(Saved data entries)
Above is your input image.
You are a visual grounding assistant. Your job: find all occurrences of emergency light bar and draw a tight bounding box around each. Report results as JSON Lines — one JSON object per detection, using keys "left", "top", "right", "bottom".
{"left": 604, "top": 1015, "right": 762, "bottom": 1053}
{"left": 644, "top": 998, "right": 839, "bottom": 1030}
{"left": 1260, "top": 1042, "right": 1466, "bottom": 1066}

TASK INSTRUCTIONS —
Print the records above exactly. Omit nothing.

RESPONSE TO THE EXERCISE —
Above is your input image.
You are a visual grounding assistant. Your job: find all occurrences of emergency light bar and draw a tight bounding box around each. Report results as JSON Lines — one JSON object per detection, using keys "left", "top", "right", "bottom".
{"left": 604, "top": 1015, "right": 762, "bottom": 1053}
{"left": 644, "top": 998, "right": 839, "bottom": 1030}
{"left": 1260, "top": 1042, "right": 1466, "bottom": 1066}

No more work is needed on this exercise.